§ **Task requirements**
Continue the piece on being a good neighbor, picking up right after its final sentence.

Love thy neighbour as thyself

five_neighbours

I’m not religious, but the bible does have a lot of wisdom passed down through the years.

Research shows that one in eight Britons don’t know their neighbours. This figure was higher among those who lived alone. But they are the ones who may need next-door friends the most. A quarter of us do not know our neighbours’ names and 60% of us do not even talk to them.

Mine are fantastic. Yesterday for example, my kettle broke. This was not a life-threatening situation, but it was irritating having to boil up water in the pan. The guy next door brought over a spare. He could get rid of something that was collecting dust and I could have a cup of tea quicker, rather than waiting for my humble two-plate burner to heat up enough to boil water for 15 minutes. An0ther time he brought round some food when I ran out and hadn’t realised. In return when I had too many yoghurts that were close to their sell-by date I let him know and his whole family enjoyed them. In the past our nearby residents have been vital, babysitting us while our parents were out and even modelling for art projects. It makes you feel good to help others and you really get a sense of community spirit which hardly exists anymore in some areas. Being a good neighbour can even add extra value on to your next-door resident’s house, with 40% of buyers prepared to pay more for “trustworthy” and “quiet” neighbours.

§ **Listed records**

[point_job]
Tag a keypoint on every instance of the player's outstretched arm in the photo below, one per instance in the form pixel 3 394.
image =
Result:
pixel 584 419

* * *

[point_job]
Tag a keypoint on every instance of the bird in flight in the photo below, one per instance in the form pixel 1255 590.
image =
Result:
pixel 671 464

--

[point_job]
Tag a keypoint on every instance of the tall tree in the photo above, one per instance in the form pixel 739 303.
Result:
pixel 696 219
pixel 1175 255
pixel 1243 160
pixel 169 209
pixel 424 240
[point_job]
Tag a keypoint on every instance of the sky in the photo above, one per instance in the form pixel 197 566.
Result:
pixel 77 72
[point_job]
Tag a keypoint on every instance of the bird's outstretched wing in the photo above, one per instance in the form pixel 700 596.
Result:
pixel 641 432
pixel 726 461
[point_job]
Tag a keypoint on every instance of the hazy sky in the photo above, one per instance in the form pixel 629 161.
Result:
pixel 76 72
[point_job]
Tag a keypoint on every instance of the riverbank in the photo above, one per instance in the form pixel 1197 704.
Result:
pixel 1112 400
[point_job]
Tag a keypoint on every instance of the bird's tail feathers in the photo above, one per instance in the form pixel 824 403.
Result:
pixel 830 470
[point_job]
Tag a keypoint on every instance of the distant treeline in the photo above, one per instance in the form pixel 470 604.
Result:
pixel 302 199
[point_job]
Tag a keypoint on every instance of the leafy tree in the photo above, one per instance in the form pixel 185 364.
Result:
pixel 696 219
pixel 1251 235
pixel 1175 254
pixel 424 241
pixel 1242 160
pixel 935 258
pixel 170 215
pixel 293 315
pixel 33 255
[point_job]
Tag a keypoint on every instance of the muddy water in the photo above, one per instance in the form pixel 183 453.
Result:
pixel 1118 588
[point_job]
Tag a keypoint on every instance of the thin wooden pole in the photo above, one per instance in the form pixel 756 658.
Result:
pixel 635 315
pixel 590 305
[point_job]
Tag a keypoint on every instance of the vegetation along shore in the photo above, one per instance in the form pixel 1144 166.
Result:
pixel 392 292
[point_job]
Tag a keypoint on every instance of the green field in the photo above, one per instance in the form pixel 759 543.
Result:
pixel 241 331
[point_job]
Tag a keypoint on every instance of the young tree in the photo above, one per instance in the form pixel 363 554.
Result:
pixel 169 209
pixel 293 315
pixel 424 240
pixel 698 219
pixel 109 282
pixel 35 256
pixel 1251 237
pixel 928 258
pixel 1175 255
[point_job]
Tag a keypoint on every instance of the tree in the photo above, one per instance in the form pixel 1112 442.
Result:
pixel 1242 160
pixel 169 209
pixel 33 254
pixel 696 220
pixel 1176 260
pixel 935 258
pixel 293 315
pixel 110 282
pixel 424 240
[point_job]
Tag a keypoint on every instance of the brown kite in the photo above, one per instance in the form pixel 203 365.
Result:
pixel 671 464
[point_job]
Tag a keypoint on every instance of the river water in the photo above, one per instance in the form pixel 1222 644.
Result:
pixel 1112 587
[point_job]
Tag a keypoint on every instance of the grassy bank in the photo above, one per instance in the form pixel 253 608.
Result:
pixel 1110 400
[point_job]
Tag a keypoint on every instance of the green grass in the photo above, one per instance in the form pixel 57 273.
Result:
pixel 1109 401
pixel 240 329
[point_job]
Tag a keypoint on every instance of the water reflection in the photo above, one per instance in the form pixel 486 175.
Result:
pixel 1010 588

§ **Output**
Bad neighbours can be the bane of our lives – messy, noisy and generally irritating. But good neighbours should be appreciated, we should invite them to our parties and help them when we can. When we’re away, they’re the ones who can keep the house going and keep it safe. When we’re in trouble they’re sometimes the only ones who are there to assist. Their proximity means you can share things you both use – some neighbours even share Wi-Fi. Websites have taken off on this idea, with the likes of streetbank.com and nextdoor.com being used by thousands. I am lucky having excellent people on both sides of me. It helps that they have known me since I was a baby and that they get on well with my parents.

On the Telegraph news website you can take a test to see how your good neighbour credentials stack up.

So next time you have food you need using up, next time you’ve baked too much, next time it’s Christmas, pop round. Get to know your neighbours. You never know when you might need them and you could make some new friends.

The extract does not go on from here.